- MATERIAL FOR THIS TASK

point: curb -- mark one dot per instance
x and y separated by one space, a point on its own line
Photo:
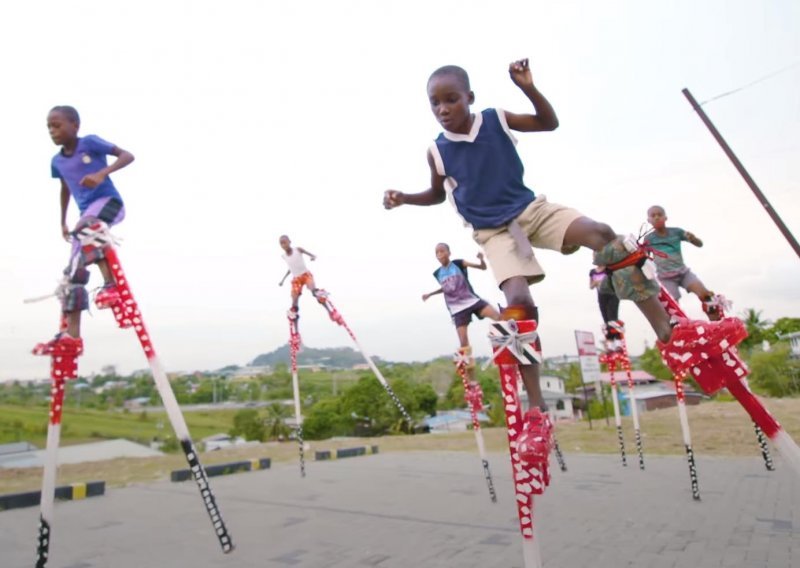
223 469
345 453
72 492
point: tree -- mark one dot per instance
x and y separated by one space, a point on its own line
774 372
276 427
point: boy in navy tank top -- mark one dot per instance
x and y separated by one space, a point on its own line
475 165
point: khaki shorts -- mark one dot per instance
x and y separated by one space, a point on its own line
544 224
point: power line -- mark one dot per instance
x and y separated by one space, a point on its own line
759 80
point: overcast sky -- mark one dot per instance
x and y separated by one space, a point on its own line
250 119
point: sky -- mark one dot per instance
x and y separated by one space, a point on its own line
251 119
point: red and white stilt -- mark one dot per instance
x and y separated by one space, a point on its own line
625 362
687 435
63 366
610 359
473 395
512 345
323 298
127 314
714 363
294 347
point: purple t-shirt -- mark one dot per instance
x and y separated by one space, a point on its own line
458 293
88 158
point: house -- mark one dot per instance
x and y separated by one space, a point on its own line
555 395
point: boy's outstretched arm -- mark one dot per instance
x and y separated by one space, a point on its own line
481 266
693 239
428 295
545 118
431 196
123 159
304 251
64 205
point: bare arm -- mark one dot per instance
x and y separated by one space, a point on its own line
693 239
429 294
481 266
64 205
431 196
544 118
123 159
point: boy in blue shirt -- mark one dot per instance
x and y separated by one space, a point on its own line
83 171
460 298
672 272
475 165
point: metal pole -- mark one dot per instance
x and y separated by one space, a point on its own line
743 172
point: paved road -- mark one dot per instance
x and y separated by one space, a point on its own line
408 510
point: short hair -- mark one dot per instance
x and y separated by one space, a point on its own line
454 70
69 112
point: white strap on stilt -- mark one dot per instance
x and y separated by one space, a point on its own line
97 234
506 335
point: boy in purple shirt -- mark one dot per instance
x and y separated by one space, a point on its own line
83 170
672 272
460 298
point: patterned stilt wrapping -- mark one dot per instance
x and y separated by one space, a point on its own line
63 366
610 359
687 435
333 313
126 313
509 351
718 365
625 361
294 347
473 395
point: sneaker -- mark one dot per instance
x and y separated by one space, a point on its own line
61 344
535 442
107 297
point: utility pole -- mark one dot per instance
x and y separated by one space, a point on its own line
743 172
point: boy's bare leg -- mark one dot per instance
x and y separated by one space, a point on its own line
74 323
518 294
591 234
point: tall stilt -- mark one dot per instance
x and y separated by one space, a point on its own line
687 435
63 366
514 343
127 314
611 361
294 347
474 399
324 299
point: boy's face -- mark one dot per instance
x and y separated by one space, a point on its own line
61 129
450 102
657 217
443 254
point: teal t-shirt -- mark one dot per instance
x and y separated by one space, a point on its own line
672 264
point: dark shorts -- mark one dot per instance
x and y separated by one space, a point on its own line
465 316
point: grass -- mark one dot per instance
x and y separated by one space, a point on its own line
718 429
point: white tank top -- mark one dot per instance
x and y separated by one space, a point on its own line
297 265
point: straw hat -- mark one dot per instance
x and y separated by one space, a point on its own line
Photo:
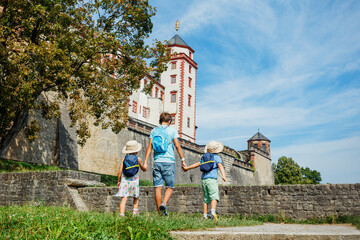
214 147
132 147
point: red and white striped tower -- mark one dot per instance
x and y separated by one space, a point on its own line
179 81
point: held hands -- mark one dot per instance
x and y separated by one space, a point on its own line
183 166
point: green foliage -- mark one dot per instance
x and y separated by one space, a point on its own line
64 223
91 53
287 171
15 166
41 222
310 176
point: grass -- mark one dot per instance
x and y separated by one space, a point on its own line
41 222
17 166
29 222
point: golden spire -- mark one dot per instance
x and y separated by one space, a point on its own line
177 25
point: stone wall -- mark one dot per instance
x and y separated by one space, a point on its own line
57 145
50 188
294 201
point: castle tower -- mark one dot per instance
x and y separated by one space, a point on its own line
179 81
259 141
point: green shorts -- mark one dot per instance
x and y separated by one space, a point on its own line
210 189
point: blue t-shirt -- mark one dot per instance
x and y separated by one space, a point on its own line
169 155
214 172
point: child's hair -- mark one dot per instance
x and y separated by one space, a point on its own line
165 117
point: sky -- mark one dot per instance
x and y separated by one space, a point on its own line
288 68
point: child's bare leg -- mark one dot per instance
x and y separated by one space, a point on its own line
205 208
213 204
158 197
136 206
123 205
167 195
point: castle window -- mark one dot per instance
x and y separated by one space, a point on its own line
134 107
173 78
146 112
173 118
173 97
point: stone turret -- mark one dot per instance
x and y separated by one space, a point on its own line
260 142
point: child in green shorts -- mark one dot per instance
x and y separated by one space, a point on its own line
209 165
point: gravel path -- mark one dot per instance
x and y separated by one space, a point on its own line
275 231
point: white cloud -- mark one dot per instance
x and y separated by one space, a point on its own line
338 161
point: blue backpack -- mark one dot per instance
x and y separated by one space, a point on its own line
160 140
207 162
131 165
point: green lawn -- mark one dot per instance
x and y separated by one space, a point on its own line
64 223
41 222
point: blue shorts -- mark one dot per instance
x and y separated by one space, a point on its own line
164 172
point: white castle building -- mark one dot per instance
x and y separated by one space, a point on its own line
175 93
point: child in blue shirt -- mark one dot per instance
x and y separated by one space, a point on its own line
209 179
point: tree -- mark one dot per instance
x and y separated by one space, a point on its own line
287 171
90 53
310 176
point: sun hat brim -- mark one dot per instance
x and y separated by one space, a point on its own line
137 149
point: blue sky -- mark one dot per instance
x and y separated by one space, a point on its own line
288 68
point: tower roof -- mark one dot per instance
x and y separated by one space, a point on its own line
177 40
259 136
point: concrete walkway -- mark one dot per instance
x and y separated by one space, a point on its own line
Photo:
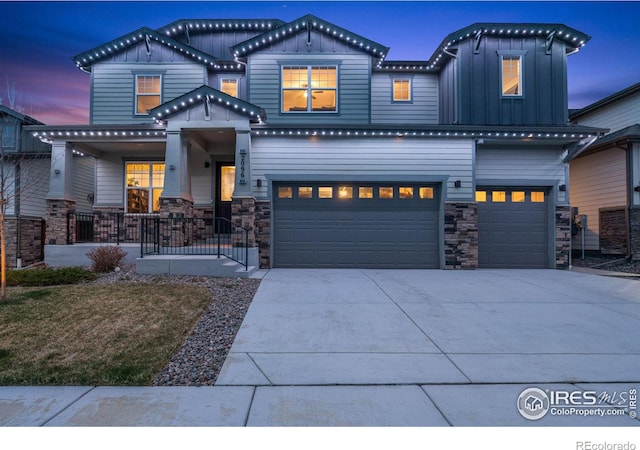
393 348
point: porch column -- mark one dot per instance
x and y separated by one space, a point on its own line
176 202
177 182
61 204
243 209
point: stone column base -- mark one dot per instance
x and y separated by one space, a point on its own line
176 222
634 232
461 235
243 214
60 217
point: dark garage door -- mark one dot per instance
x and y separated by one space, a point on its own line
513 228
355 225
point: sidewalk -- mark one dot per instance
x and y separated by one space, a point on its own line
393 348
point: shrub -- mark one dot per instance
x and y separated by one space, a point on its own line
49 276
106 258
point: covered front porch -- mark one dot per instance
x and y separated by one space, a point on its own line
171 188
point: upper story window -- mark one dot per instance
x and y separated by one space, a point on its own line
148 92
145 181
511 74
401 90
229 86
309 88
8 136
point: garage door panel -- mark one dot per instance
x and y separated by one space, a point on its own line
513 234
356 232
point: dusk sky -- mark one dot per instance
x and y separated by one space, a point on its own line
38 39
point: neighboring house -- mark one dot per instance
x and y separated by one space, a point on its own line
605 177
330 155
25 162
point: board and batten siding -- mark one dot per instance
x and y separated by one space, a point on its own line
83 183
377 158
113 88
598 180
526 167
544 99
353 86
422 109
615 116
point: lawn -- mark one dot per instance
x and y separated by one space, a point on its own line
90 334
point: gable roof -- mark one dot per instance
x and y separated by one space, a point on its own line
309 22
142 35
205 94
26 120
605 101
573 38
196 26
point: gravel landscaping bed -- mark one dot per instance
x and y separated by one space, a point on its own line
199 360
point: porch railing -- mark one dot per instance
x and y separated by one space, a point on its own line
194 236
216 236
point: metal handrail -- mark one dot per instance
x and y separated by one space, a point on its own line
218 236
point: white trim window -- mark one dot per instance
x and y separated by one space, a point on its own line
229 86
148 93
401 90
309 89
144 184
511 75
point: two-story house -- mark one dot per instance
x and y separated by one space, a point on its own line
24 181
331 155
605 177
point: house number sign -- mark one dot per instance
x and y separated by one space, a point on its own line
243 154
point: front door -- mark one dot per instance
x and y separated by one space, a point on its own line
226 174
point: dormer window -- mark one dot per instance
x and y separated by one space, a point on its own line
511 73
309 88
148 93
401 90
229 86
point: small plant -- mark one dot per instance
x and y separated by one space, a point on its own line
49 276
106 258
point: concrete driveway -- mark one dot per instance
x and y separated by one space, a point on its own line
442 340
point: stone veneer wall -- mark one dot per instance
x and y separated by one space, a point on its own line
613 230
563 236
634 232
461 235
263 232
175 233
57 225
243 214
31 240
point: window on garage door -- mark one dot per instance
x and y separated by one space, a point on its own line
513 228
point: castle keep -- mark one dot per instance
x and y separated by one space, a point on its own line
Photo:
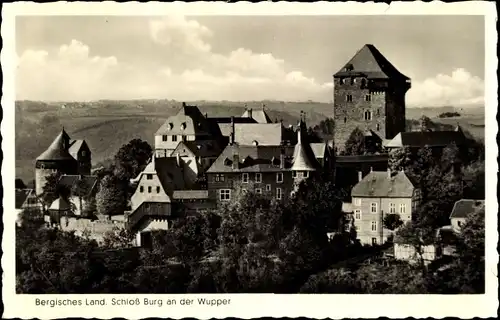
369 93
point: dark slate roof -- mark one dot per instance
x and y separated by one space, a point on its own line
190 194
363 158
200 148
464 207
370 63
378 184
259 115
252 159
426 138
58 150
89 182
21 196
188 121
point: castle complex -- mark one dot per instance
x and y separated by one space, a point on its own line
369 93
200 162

- PROBLEM DESCRIPTION
The required output is the lines from the one containing "point: window on" through the end of the records above, reproduced exactly, with no pictures.

- OUTPUT FOR THIS EXERCISE
point: window on garage door -- mark one dot per instance
x and y separated by one space, a point on its own line
513 228
point: castle keep -- mark one dot per instance
x and y separated by one space, a point on its own line
Photo:
369 93
point: dark slate roof -- mark one dot per instance
x and y separated by one space, a point on its own line
190 194
363 158
200 148
464 207
370 63
378 184
259 115
252 159
426 138
58 150
89 182
21 196
188 121
point: castle complex -- mark one dot per instance
x and y separated by one space, a point on its own line
369 93
200 162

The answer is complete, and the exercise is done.